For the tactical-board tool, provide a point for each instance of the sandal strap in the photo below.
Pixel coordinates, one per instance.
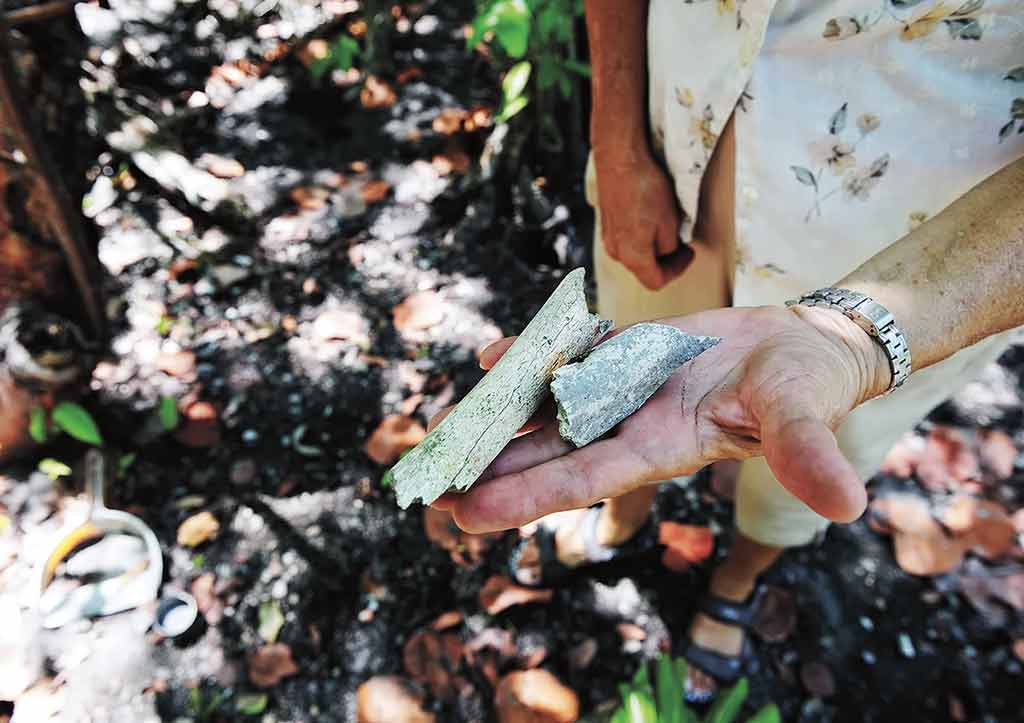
(724, 669)
(593, 550)
(732, 612)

----

Task details:
Retype every line of the data above word for word, leaving out the picture.

Correct output:
For the tactical-board tool, provide a point for each instance of the sandal strap in the photo below.
Pixel coordinates, one per instance.
(724, 669)
(593, 550)
(732, 612)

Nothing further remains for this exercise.